- EXERCISE BRIEF: Look through the records below for the line with "Task: an <instance>" and the line with "positive clicks: (504, 610)", then return those lines and all lines between, exactly.

- DATASET ENTRIES:

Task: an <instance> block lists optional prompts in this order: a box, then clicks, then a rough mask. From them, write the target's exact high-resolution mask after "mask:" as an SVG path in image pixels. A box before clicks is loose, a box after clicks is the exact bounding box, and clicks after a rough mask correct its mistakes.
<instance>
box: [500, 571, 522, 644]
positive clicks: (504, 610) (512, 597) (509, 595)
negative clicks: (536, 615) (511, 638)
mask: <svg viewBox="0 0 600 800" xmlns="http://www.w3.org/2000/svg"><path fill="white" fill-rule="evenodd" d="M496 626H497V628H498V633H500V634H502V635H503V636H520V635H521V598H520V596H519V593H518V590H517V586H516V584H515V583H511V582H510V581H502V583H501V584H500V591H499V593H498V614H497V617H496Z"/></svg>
==
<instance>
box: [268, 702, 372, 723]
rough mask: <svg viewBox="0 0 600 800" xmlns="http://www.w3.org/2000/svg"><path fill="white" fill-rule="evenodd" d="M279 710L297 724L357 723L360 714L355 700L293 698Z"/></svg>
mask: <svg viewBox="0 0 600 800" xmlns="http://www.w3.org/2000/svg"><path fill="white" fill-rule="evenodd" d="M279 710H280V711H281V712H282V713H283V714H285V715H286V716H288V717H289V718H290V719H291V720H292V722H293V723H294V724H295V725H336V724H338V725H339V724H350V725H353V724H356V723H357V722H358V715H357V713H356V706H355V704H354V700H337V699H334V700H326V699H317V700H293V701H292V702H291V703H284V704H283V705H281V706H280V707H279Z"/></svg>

- REPLY:
Task: an <instance> block lists optional prompts in this order: a box, then clicks, then a rough mask. From them, write the target's exact high-resolution mask after "mask:" as an SVG path in image pixels. A box before clicks is loose, a box after clicks is the exact bounding box, and clicks after a rough mask correct its mistakes.
<instance>
box: [500, 571, 522, 644]
positive clicks: (504, 610) (512, 597) (509, 595)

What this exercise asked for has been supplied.